TASK INSTRUCTIONS =>
Copying each record below exactly is the whole task.

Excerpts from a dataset
Content starts

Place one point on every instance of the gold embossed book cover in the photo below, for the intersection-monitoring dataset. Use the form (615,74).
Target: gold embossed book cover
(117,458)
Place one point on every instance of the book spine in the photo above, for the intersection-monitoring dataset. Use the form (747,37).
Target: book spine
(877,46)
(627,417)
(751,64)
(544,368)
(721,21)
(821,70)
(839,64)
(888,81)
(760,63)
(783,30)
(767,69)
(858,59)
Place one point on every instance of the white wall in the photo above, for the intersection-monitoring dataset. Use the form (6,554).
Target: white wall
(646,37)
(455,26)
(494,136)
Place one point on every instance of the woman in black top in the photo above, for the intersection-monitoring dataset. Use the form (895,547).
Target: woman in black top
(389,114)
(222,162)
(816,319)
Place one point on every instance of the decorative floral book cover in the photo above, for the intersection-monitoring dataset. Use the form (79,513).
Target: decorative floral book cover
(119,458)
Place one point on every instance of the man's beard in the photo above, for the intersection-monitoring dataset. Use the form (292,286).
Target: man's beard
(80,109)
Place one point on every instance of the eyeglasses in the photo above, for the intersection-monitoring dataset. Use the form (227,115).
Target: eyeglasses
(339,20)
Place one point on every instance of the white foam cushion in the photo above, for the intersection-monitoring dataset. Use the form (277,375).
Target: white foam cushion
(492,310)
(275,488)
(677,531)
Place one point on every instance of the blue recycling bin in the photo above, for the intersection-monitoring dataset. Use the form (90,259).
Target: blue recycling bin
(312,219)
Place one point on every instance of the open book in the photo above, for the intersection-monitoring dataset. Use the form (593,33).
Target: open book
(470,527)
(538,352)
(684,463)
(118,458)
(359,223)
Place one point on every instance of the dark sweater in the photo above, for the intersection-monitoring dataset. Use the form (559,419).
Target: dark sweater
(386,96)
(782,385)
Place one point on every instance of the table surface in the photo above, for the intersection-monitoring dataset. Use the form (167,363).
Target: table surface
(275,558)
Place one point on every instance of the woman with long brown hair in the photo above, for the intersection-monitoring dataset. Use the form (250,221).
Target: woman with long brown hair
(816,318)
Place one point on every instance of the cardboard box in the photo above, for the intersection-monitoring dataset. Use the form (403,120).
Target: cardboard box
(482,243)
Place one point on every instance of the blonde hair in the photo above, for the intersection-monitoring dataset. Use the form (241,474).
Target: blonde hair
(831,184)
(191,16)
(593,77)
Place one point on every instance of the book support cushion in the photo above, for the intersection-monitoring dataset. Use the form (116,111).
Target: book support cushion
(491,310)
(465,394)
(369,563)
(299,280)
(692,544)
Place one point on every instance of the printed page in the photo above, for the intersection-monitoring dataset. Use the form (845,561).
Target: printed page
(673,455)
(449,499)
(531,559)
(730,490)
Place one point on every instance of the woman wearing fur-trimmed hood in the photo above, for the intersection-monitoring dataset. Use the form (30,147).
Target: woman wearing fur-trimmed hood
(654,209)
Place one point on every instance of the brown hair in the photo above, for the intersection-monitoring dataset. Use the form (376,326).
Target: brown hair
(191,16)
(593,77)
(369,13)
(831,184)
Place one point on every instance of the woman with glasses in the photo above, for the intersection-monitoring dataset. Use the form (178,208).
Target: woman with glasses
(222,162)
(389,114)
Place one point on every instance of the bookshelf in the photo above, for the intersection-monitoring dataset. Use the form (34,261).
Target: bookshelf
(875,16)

Content ends

TASK RESPONSE =>
Place one point on every instance of the gold embossed book cover in the photo below, for the intersection-monitoring dataset. Use the form (615,74).
Target: gold embossed book cover
(117,458)
Place one point on every instance of the book spine in the photo above, for the intersection-monitoring dataset. Use the form (747,37).
Target: book spine
(877,46)
(627,417)
(751,64)
(544,368)
(721,21)
(821,70)
(839,64)
(888,81)
(760,63)
(783,30)
(767,69)
(858,59)
Place one point on every instance of the white wall in the photo above, for the intersection-monitoring dataset. Use the form (6,554).
Target: white wall
(646,37)
(455,26)
(494,136)
Place one point on every instance of the woman in black top in the photo above, for the intersection-monitoring dataset. Use the form (895,547).
Target: woman in black top
(389,114)
(222,162)
(816,319)
Place one point on every instance of the decorative floral book cover in the photo above, for the intersection-monitoring dataset. Use the form (79,513).
Target: decorative floral book cover
(119,458)
Place one point on every instance of the man's beard in the photo above, for the intersection-monitoring dataset. Use the form (292,286).
Target: man's beard
(80,109)
Place one point on every instance of the eyeglasses in the photo above, for the intersection-monitoring dataset. Use the form (227,115).
Target: eyeglasses
(339,20)
Place one point on every instance of the white foam cushion in the photo above, for the intersection-monitoring dataset. Use the form (277,375).
Target: white foam cushion
(492,310)
(275,488)
(677,531)
Place one point on every instance of the blue recycling bin in the photo above, for the intersection-monitoring dataset. Use the form (90,259).
Target: blue recycling bin
(312,219)
Place one point on every instance of the open book in the photo above, for the intersection-monitoring dataset. Use the form (593,33).
Target: open book
(470,527)
(538,352)
(684,463)
(118,458)
(359,223)
Place one point on every instance of the dark sweater in the photo above, for the intersection-monitoring dataset. Use the form (559,419).
Target: dark sweater
(386,96)
(782,385)
Place one point on every instance of the table surface in the photo above, for the intersection-monitoring dataset. Use the form (167,363).
Target: table surface
(275,558)
Place one point on every instance of the woman with long brown hair in the photo above, for the intersection-monitoring dataset. Use the form (250,221).
Target: woman with long brown hair
(816,318)
Place one point on every instance of the cardboard box in the photo above, for the intersection-monitoring dataset. Use the form (403,120).
Target: cardboard box
(482,243)
Place one point on every instance of the blonde hair in the photo above, for the intersection-monitoring dataset. Use the form (241,474).
Target: blonde hair
(831,184)
(191,16)
(593,77)
Place one point on every instance of the book support cushion in the photo above, for the intersection-monitoring dataset. Use the form (116,111).
Target: book support cushion
(491,310)
(465,394)
(369,563)
(299,280)
(692,544)
Place one point on every instance of the printed page in the photo above, for the intersection-monitoring dataset. Use the form (845,561).
Target: printed page
(673,455)
(449,499)
(531,559)
(730,490)
Place one point on every instance of the woman wearing fur-trimmed hood in the photo above, for the intersection-monitoring dataset. Use the form (30,147).
Target: woman wearing fur-trimmed hood
(654,209)
Place one point on every instance of the brown hair in the photo above, for the intersection-monitoring dataset. Use the form (376,326).
Target: brown hair
(191,16)
(593,77)
(369,13)
(831,184)
Place one point on every instance of the woman with glasses in the photo above, for the intersection-monitoring dataset. Use the form (178,208).
Target: woman with glasses
(222,162)
(389,114)
Place one point on every instance of the bookshelf in the photo above, for the intersection-monitoring dataset. Use the form (34,261).
Target: bookshelf
(875,16)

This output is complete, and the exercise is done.